→ **EXCERPT**
Repeat dosing of an antisense hypertension drug that Kardigan licensed from Ionis Pharmaceuticals did not lower patients’ blood pressure better than a single dose, according to Phase 2 data reported on Saturday.
The KARDINAL trial, presented at the American College of Cardiology meeting in New Orleans, had an unusual design. All the patients received a single 90 mg injection of the antisense oligonucleotide, called tonlamarsen, and were then randomized into two groups. One had four more monthly doses of the drug, and the others four placebo shots.
There was no significant difference between the groups in systolic blood pressure, as measured in a doctor’s office. This was due to “an unexpected, prolonged reduction in blood pressure in the single-dose arm,” Kardigan
said
.
An additional analysis of that co-primary endpoint found that both treatment groups had a blood pressure drop of about 6.7 mmHg at the five-month point, which the company called clinically meaningful. The patients in the study had treatment-resistant hypertension, and were already on between two and five blood pressure medications.
Kardigan’s CEO Tassos Gianakakos told
Endpoints News
that the results indicate that the single dose worked better than expected on the blood pressure measure, rather than the multi-dose cohort doing worse.
“What was honestly a bit of a surprise for us is the fact that a single dose had a prolonged effect on systolic blood pressure,” Gianakakos said. In the single-dose arm, the company had “very much expected the systolic blood pressure to return pretty darn near close to baseline.”
The finding is somewhat confusing, since on a mechanistic level, the drug does seem to work as intended.
In another co-primary endpoint, the repeat-dose regimen cut levels of the protein tonlamarsen targets, which is called angiotensinogen or AGT, to a significantly greater degree than the single dose. Those in the five-shot group saw their AGT levels fall 67%, whereas the single-dose cohort had a 23% reduction.
Tonlamarsen has a similar mechanism to Alnylam’s zilebesiran, an siRNA therapeutic that silences hepatic AGT expression. Zilebesiran
misfired
in a mid-stage trial last year. Alnylam is conducting a whopping 11,000-patient Phase 3
cardiovascular outcomes trial
with the drug.
Gianakakos said these two products act slightly differently. As an antisense oligonucleotide, tonlamarsen can modulate the levels of AGT more precisely than zilebesiran, he said.
In the write-up of the trial
published in
JACC
, the investigators wrote that “subsequent trials will need to compare tonlamarsen strictly with placebo and forego an active run-in period to definitively demonstrate the magnitude of [blood pressure] reduction.”
And that is what Kardigan intends to do, albeit in a slightly different population. The company is planning to kick off a Phase 2b trial named KARDINAL-ASH in patients who have been hospitalized for acute severe hypertension (ASH) later this year.
“These are folks who die from aortic rupture and aneurysm, from heart failure and renal disease. And they are in and out of the hospital,” Gianakakos said, adding that this will be the first drug trial specifically in this population.

Region pointing data:
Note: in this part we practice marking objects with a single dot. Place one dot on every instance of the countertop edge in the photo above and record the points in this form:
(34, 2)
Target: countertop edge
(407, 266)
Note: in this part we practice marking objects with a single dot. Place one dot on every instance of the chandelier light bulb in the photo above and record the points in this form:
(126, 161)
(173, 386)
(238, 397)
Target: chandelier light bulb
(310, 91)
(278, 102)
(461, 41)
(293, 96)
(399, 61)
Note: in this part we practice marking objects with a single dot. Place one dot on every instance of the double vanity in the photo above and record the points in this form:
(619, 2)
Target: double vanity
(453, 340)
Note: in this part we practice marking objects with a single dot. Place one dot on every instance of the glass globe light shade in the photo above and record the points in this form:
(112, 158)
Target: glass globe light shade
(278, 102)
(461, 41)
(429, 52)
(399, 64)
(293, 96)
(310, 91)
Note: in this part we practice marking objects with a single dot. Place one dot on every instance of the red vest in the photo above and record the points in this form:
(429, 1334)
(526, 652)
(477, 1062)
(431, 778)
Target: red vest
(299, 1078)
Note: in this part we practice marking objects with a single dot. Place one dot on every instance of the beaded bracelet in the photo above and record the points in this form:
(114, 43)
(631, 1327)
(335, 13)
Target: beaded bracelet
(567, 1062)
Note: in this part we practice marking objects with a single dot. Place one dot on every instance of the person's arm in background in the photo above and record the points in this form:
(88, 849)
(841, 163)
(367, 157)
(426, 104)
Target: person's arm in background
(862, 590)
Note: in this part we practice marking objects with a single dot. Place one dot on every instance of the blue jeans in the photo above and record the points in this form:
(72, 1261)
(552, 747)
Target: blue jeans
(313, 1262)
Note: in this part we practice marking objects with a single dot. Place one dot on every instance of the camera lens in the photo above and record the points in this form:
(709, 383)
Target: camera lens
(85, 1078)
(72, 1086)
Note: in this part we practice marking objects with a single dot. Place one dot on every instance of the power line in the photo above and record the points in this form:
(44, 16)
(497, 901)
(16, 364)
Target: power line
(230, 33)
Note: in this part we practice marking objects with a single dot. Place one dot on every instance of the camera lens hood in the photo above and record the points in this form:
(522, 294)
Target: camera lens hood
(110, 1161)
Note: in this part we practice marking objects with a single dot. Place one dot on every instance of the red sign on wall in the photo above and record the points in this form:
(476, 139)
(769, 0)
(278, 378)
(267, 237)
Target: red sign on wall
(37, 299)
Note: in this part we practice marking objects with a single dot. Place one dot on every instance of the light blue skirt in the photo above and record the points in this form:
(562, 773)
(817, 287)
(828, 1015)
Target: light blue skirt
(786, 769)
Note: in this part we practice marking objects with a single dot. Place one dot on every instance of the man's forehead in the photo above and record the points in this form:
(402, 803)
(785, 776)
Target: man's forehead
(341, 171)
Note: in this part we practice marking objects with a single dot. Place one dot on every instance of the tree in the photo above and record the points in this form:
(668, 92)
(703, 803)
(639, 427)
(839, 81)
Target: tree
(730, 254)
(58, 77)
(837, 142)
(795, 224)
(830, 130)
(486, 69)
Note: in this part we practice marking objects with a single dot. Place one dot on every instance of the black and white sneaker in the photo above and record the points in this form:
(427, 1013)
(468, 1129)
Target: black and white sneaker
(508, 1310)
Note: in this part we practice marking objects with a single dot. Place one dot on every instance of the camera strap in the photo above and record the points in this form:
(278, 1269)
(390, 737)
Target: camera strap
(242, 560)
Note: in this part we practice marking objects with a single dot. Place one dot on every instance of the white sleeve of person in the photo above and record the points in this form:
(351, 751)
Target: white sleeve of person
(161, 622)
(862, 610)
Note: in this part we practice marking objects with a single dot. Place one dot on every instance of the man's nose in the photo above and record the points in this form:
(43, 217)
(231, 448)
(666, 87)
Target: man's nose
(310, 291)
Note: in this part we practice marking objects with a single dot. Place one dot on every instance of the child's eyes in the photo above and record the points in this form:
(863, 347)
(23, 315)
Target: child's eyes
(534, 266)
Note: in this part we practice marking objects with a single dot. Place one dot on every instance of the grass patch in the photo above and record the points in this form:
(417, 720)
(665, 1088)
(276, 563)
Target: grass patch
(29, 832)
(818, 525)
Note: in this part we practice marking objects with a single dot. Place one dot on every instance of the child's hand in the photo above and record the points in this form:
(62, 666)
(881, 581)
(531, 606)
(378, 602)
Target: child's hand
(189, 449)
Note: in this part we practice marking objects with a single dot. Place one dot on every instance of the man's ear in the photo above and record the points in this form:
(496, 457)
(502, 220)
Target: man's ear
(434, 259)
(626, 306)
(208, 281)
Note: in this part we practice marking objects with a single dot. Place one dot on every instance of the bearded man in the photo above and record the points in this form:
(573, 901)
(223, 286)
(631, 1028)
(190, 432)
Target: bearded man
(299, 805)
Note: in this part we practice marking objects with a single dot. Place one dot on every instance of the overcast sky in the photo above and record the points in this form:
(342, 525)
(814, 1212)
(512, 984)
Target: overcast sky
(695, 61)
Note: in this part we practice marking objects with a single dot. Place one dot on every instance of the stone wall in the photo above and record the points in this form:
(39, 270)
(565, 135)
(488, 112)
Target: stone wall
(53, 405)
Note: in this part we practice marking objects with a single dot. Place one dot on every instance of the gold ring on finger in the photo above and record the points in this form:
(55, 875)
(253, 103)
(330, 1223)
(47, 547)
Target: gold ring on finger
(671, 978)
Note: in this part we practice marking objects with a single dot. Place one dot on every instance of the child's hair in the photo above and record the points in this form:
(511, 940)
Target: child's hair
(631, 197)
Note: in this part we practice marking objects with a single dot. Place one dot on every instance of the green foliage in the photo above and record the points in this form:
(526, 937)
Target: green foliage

→ **PROBLEM TO SOLVE**
Continue the article on Kardigan's tonlamarsen hypertension trial, starting after its last sentence.

→ **WRITTEN RESPONSE**
The trial will enroll patients upon discharge and aim at “keeping them out of trouble” for the subsequent 90 days, Gianakakos said. Although what “out of trouble” means is yet to be defined, it could be getting their systolic blood pressure under 180 mmHg or 160 mmHg — “something like that.” This is higher than blood pressure guidelines suggest, but he pointed out that in these very sick patients, it is still a meaningful goal.
The trial will also aim to provide evidence that tonlamarsen can reduce surges in blood pressure, and patients will be constantly tracked with wearable monitors. This is prompted by a post-hoc analysis of the Phase 2 trial presented at ACC, which found that patients in the five-dose group had a 28% decrease in surges in systolic blood pressure above 150 mmHg relative to the one-dose cohort.
“If we keep people in the safe zone, we expect to see things like reductions in hospitalizations and improvements in mortality related to this end organ failure,” Gianakakos said. He could not specify when the trial will report, though he said the company feels “a sense of urgency,” and wants to get it done as quickly as possible.
If tonlamarsen makes it all the way to market, it will likely enter a very different environment to the one that exists now. An approval decision for AstraZeneca’s resistant hypertension pill baxdrostat is imminent, and its pivotal data were
very strong
. A similarly acting pill from
Mineralys Therapeutics
— both are aldosterone synthase inhibitors — could also gain approval towards the end of this year.
Gianakakos said this should not limit tonlamarsen’s market potential, since these drugs act on a separate biological pathway.
“They’re related, and I think they could be synergistic,” he said. But the aldosterone synthase inhibitors might not be able to prevent the surges seen in ASH patients.
Kardigan
emerged
in January 2025 with $300 million in funding. Two months later, Endpoints
reported
that it had licensed tonlamarsen from Ionis.